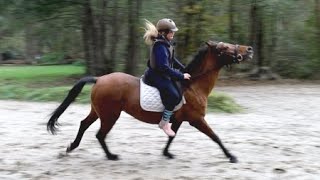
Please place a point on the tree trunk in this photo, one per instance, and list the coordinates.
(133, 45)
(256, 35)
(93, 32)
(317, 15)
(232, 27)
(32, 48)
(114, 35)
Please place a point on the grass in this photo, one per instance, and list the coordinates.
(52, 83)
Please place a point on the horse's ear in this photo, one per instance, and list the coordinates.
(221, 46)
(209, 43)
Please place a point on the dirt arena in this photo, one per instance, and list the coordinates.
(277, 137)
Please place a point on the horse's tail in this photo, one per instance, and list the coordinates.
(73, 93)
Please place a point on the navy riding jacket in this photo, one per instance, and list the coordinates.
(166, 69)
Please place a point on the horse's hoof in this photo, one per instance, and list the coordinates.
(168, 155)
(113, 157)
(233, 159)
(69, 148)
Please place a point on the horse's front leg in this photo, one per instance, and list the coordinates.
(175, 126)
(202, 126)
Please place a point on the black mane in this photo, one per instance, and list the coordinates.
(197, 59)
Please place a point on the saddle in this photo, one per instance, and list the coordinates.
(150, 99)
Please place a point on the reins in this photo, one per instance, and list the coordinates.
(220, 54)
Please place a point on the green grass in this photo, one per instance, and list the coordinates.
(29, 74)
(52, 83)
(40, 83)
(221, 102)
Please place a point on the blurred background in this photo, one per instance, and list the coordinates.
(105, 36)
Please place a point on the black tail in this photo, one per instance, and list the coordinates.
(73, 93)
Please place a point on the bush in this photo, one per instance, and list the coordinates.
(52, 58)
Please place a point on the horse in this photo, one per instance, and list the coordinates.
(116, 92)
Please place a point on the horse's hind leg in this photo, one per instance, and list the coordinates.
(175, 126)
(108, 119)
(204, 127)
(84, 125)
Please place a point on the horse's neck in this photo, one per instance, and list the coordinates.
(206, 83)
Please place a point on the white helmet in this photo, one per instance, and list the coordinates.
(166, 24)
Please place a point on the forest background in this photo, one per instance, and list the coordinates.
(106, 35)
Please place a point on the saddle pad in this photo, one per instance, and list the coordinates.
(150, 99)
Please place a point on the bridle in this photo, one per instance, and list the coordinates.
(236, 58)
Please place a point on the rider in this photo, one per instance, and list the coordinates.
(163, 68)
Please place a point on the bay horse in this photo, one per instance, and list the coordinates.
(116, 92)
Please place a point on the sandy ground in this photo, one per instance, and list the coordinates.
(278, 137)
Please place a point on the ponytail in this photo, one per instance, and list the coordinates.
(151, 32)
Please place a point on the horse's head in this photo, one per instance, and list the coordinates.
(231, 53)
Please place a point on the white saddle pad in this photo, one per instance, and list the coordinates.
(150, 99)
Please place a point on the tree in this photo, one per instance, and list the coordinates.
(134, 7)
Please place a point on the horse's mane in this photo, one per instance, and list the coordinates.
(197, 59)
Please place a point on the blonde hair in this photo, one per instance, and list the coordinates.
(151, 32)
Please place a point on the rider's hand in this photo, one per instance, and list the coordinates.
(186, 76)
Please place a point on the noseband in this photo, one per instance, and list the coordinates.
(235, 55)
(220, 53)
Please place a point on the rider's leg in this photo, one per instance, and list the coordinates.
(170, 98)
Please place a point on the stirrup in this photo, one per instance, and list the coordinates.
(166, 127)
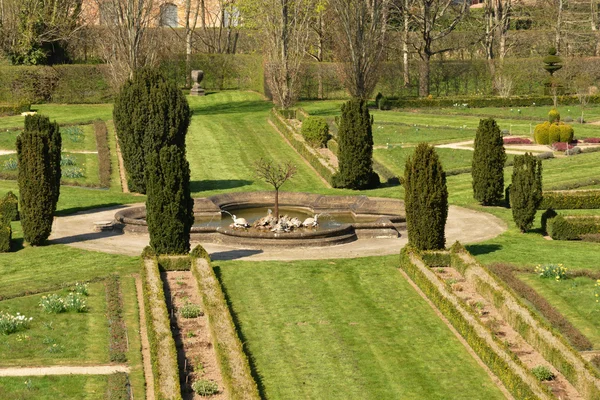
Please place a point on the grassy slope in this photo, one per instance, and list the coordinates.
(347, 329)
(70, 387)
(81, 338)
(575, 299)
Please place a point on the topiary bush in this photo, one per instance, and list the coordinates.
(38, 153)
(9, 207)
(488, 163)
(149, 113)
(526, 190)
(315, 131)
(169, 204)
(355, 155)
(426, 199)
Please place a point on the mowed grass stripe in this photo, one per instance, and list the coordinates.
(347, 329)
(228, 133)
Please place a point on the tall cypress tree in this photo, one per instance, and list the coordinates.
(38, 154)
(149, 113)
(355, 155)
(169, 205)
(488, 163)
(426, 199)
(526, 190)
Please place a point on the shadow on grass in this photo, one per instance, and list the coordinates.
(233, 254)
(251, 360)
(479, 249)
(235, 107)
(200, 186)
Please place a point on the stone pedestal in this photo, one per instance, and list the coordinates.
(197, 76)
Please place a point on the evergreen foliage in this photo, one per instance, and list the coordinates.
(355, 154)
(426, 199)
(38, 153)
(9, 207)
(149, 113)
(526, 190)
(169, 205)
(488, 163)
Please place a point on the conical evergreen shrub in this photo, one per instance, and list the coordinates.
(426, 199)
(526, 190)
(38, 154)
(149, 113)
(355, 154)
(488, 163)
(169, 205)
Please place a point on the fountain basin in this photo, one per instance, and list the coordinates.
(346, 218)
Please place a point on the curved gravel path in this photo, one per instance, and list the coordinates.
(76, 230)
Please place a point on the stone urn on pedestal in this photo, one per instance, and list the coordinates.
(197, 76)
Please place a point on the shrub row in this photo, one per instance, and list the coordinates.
————
WHAT IS ASKED ->
Convert every one of the entries above into a JSON list of strings, one string per line, omitting blank lines. Leave the pictures out of the list.

CORRECT ANSWER ->
[
  "Please place a point on the tree trunk in this photo, one per instance, and list the coordinates.",
  "(133, 45)",
  "(256, 35)",
  "(93, 32)",
  "(317, 15)",
  "(232, 27)",
  "(32, 48)",
  "(114, 35)",
  "Please place a point on the grass in this photo, one per instance, and list the coordinates.",
  "(52, 83)",
  "Please place a point on the horse's ear in this photo, one per instance, and list the coordinates.",
  "(221, 46)",
  "(209, 43)",
  "Please place a point on the dirt arena in this photo, one per instance, and list the coordinates.",
  "(277, 137)",
  "Please place a point on the horse's tail in this photo, one per instance, and list the coordinates.",
  "(73, 93)",
  "Please place a point on the navy riding jacket in this photo, one per instance, and list the coordinates.",
  "(166, 69)",
  "Please place a point on the horse's hoof in this photo, one per instance, and list the coordinates.",
  "(168, 155)",
  "(113, 157)",
  "(233, 159)",
  "(69, 148)",
  "Please place a point on the horse's front leg in this photo, one per instance, and list the coordinates.",
  "(175, 126)",
  "(202, 126)",
  "Please place a point on the black mane in this photo, one per instance, and list the coordinates.",
  "(197, 59)",
  "Please place a point on the saddle in this photo, one per instance, and list the coordinates.",
  "(150, 99)",
  "Please place a point on the reins in this photo, one per instance, and list the coordinates.",
  "(220, 54)",
  "Please place a point on the green grass in this photo, one per instance, and list the coordinates.",
  "(29, 74)",
  "(52, 83)",
  "(40, 83)",
  "(221, 102)",
  "Please place a point on the blurred background in this photo, one per instance, and list the coordinates.",
  "(105, 36)",
  "Please place a point on the black tail in this photo, one per instance, and list the coordinates.",
  "(73, 93)",
  "Please place a point on the bush in this photo, one per instance, and list the coordinates.",
  "(52, 58)",
  "Please place a point on the horse in this photo, one per instance, and list the coordinates.",
  "(116, 92)",
  "Please place a point on the horse's hind leg in this photo, one per instance, and list the coordinates.",
  "(175, 126)",
  "(108, 119)",
  "(204, 127)",
  "(84, 125)",
  "Please place a point on the horse's neck in this photo, one per instance, and list the coordinates.",
  "(206, 83)",
  "Please place a point on the white helmet in this photo, one per instance, and list the coordinates.",
  "(166, 24)",
  "Please place a point on the forest background in this photo, one per instance, and list the coordinates.",
  "(106, 35)",
  "Please place a point on the saddle pad in this photo, one per instance, and list the coordinates.",
  "(150, 99)",
  "Please place a point on the bridle in this photo, one per instance, and list the coordinates.",
  "(236, 58)",
  "Please place a point on the rider in this photo, one per instance, and list the coordinates.",
  "(163, 68)",
  "Please place a point on the bay horse in this photo, one per instance, and list the coordinates.",
  "(116, 92)",
  "Please place a point on the sandy ground in this photo, one per instance, and list the coordinates.",
  "(278, 137)",
  "Please place a point on the ponytail in this photo, one per instance, and list the coordinates.",
  "(151, 32)",
  "Please place a point on the horse's head in this photo, one per instance, and list the coordinates.",
  "(231, 53)",
  "Please place a point on the white saddle pad in this photo, one per instance, and list the coordinates.",
  "(150, 99)",
  "Please place a point on the tree in this photo, one per instance, and list the coordinates.",
  "(134, 7)",
  "Please place a point on the horse's mane in this photo, one per instance, and list the coordinates.",
  "(197, 59)",
  "Please place a point on the blonde hair in this photo, one per instance, and list the coordinates.",
  "(151, 32)",
  "Please place a point on the rider's hand in this photo, one per instance, and list the coordinates.",
  "(186, 76)",
  "Please place a point on the noseband in this photo, one per instance, and list the coordinates.",
  "(235, 55)",
  "(220, 53)",
  "Please place a point on the rider's leg in this photo, one per instance, and list the coordinates.",
  "(170, 98)",
  "Please place a point on the stirrup in this photo, one per instance, and list the coordinates.",
  "(166, 127)",
  "Please place a point on the grassy slope in this photo, one per instance, and list the coordinates.",
  "(347, 329)",
  "(70, 387)",
  "(81, 338)",
  "(575, 299)",
  "Please place a point on the topiary bush in this photo, one per instance, and list the coordinates.",
  "(38, 153)",
  "(9, 207)",
  "(488, 163)",
  "(149, 113)",
  "(526, 190)",
  "(315, 131)",
  "(169, 204)",
  "(355, 155)",
  "(426, 199)",
  "Please place a point on the mowed grass stripe in this photo, one per instance, and list the coordinates.",
  "(347, 329)",
  "(228, 133)",
  "Please place a point on the tall cypress tree in this photo, one per instance, and list the coordinates.",
  "(38, 154)",
  "(149, 113)",
  "(355, 155)",
  "(169, 205)",
  "(488, 163)",
  "(426, 199)",
  "(526, 190)",
  "Please place a point on the shadow on grass in this photo, one per instance, and list the coordinates.",
  "(233, 254)",
  "(251, 360)",
  "(479, 249)",
  "(235, 107)",
  "(200, 186)",
  "Please place a point on the stone pedestal in this photo, one per instance, and list the coordinates.",
  "(197, 76)",
  "Please place a point on the evergreen foliage in this photo, one per instance, and list the coordinates.",
  "(355, 154)",
  "(426, 199)",
  "(38, 153)",
  "(9, 207)",
  "(149, 113)",
  "(526, 190)",
  "(169, 205)",
  "(488, 163)",
  "Please place a point on the conical evergreen shrub in this photo, one per instance, and list the coordinates.",
  "(426, 199)",
  "(526, 190)",
  "(38, 154)",
  "(149, 113)",
  "(355, 154)",
  "(488, 163)",
  "(169, 205)",
  "Please place a point on the fountain basin in this photo, one per instance, and list the coordinates.",
  "(346, 218)",
  "Please place a point on the curved gravel path in this photo, one per instance, and list the coordinates.",
  "(76, 230)",
  "Please place a point on the stone urn on pedestal in this photo, one per instance, and list the coordinates.",
  "(197, 76)",
  "Please place a point on the shrub row in this photo, one per instance, and list the coordinates."
]